The conservancies are exclusive to their guests...

...bush walks...

Most of the camp staff come from the region’s Maasai communities.

You will often see no other vehicles around you...

Maasai Mara Conservancies

Maasai Mara Conservancies: in detail

Mara Conservancies safari holidays: the full story

Along the northern and eastern boundaries of the Maasai Mara National Reserve, most of the former Maasai cattle-grazing districts have been converted into wildlife conservancies. In these exclusive, wildlife sanctuaries, the Maasai landowners (each of whom owns a small tract of ranch land, none of which are fenced) have come together to benefit from safari tourism by agreeing joint land-use and lease agreements with safari camp operators who pay their partners an annual rent and a daily fee for each visitor.

Although it might seem an obvious partnership, with benefits for all sides, conservancies were first tried in the region as recently as 2005, having been pioneered at Selenkay near Amboseli in 1997. There have, however, been positive developments in the Mara almost every year since then, with one large bush district after another converting from cattle-grazing to safari tourism and conservation. Sometimes the Maasai retain limited livestock-grazing rights in these areas, and particularly in the corridors between them – and there are small islands of resistance here and there, where a landowner has done a private deal, or ‘forgets’ he is not supposed to be grazing his livestock beyond the agreed invisible boundaries.

:: Record excerpts ::
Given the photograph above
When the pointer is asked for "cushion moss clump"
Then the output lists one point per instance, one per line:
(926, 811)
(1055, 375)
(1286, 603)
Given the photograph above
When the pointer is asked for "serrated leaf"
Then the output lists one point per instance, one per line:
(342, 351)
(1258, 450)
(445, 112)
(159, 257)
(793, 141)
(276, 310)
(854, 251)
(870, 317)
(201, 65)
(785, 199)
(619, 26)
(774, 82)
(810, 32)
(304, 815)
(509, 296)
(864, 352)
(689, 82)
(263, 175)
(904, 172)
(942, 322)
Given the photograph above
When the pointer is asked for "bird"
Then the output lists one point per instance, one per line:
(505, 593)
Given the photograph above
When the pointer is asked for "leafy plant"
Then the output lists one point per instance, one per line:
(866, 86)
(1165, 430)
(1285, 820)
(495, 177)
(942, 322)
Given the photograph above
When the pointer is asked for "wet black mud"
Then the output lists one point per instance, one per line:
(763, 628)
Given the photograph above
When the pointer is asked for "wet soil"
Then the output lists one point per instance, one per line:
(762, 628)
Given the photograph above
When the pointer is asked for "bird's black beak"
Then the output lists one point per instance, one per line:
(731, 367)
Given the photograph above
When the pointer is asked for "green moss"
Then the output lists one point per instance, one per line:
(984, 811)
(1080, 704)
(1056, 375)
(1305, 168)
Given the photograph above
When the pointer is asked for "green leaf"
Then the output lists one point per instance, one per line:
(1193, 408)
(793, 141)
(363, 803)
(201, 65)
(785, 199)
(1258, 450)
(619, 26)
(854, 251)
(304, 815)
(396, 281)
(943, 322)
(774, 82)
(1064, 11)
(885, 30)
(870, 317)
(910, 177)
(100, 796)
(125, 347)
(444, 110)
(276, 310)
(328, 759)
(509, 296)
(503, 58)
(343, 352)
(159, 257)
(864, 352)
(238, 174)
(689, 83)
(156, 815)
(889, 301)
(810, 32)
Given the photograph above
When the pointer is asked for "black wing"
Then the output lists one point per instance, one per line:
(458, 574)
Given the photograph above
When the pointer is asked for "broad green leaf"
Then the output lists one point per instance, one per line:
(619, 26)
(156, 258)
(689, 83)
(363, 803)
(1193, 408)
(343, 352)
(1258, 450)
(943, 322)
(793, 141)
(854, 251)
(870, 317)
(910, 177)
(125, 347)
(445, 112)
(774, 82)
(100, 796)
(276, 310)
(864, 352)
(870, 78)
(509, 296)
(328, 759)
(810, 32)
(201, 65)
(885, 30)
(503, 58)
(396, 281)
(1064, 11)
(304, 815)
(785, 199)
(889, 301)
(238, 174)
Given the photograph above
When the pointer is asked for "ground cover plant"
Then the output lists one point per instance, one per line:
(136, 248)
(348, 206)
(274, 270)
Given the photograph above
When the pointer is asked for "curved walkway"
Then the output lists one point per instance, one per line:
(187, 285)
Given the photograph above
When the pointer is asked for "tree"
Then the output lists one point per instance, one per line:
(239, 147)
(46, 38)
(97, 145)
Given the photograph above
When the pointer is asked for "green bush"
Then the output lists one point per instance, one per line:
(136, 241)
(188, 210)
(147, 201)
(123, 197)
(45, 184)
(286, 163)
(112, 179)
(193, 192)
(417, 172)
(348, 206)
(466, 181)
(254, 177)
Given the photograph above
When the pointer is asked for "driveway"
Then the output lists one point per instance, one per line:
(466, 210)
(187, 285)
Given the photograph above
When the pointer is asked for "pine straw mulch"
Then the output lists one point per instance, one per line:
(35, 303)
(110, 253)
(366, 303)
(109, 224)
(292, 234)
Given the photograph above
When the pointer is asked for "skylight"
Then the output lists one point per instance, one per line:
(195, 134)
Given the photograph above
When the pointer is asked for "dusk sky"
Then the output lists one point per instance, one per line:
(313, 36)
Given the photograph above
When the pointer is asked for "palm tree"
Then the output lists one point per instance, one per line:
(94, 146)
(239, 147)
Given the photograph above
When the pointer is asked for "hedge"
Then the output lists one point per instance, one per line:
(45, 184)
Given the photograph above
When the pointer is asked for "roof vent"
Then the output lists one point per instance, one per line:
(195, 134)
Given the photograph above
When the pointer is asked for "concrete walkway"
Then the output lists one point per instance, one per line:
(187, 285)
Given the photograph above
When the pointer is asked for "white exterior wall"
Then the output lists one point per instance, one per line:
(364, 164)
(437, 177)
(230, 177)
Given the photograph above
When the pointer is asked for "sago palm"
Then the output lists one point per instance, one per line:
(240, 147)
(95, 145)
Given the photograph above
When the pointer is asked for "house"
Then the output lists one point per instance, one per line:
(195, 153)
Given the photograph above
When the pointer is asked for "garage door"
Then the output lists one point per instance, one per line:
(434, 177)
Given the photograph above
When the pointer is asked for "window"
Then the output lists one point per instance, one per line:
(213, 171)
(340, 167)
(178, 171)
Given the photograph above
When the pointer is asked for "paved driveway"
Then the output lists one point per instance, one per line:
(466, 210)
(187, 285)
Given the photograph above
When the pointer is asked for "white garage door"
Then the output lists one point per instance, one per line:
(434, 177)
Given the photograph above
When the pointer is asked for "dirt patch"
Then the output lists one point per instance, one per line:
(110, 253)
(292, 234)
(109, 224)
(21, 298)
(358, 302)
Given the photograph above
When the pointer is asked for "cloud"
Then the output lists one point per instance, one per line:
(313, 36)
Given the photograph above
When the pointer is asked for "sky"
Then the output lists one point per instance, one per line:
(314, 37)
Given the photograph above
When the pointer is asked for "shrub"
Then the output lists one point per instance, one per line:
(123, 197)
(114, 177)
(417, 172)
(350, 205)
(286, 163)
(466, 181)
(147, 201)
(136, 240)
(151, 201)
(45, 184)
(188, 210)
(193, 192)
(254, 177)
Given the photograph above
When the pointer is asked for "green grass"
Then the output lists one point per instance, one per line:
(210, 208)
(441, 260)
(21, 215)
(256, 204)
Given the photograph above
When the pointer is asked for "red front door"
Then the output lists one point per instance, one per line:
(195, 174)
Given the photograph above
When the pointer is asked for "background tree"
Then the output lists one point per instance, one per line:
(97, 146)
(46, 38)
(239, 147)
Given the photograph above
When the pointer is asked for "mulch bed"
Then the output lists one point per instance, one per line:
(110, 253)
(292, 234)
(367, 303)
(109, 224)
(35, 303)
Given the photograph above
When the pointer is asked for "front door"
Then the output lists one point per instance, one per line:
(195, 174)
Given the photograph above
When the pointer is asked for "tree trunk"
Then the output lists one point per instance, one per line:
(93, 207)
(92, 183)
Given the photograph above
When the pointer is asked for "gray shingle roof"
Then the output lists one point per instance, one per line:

:: Task requirements ::
Reproduce the entire passage on the Maasai Mara conservancies word for word. The items have no connection to the passage on the Maasai Mara conservancies.

:: Task output ::
The conservancies are exclusive to their guests...

...bush walks...

Most of the camp staff come from the region’s Maasai communities.

You will often see no other vehicles around you...

Maasai Mara Conservancies

Maasai Mara Conservancies: in detail

Mara Conservancies safari holidays: the full story

Along the northern and eastern boundaries of the Maasai Mara National Reserve, most of the former Maasai cattle-grazing districts have been converted into wildlife conservancies. In these exclusive, wildlife sanctuaries, the Maasai landowners (each of whom owns a small tract of ranch land, none of which are fenced) have come together to benefit from safari tourism by agreeing joint land-use and lease agreements with safari camp operators who pay their partners an annual rent and a daily fee for each visitor.

Although it might seem an obvious partnership, with benefits for all sides, conservancies were first tried in the region as recently as 2005, having been pioneered at Selenkay near Amboseli in 1997. There have, however, been positive developments in the Mara almost every year since then, with one large bush district after another converting from cattle-grazing to safari tourism and conservation. Sometimes the Maasai retain limited livestock-grazing rights in these areas, and particularly in the corridors between them – and there are small islands of resistance here and there, where a landowner has done a private deal, or ‘forgets’ he is not supposed to be grazing his livestock beyond the agreed invisible boundaries.